SHORT TASK: Reproduce the rows starting at the line containing "point: grey monkey" and ending at the line containing "Target: forest canopy", inclusive, replacing "forest canopy" with "tree canopy" and leaving everything else unchanged.

::: ENTRIES SHOWN :::

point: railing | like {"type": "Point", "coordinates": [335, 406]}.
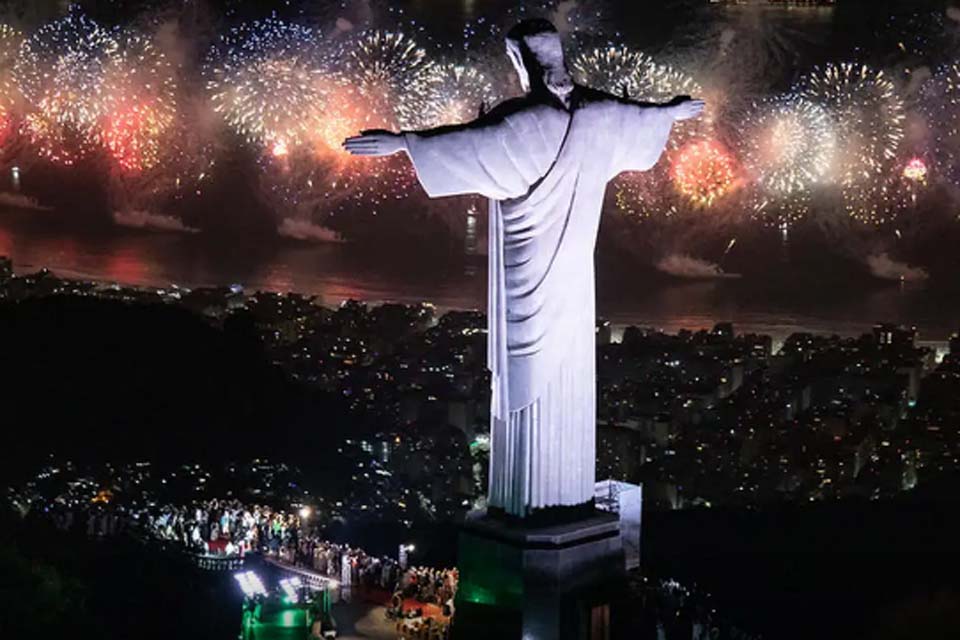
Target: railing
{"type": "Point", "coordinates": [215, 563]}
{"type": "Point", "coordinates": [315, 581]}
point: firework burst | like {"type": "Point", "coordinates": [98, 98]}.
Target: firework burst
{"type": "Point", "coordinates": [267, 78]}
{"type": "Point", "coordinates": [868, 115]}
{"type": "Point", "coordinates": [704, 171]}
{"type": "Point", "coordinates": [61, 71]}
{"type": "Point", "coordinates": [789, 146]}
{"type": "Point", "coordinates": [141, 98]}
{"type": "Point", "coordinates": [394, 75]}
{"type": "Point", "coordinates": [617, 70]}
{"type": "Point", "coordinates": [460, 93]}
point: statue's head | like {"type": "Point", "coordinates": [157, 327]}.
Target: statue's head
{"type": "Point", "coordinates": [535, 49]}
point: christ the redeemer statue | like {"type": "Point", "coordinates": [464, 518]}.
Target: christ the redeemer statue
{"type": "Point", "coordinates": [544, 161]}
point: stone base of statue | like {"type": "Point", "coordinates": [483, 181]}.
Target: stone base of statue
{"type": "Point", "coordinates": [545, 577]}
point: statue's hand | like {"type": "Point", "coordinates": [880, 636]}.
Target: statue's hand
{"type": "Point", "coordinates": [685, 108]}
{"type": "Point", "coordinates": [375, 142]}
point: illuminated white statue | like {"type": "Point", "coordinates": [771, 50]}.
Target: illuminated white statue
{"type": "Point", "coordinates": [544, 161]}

:::
::: ENTRIES SHOWN :::

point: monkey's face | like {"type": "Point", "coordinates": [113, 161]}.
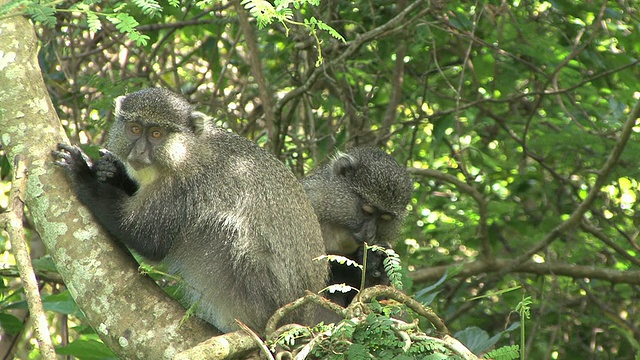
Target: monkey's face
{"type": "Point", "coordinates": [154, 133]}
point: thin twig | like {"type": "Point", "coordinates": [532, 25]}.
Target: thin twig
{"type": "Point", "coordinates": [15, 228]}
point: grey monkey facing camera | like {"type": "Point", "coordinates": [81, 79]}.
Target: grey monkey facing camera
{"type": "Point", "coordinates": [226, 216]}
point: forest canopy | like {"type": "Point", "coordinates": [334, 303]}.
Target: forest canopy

:::

TASK ANSWER:
point: grey monkey facing camera | like {"type": "Point", "coordinates": [81, 79]}.
Target: grey monkey facing camera
{"type": "Point", "coordinates": [226, 216]}
point: tree canopy | like {"type": "Point", "coordinates": [334, 303]}.
Target: tree canopy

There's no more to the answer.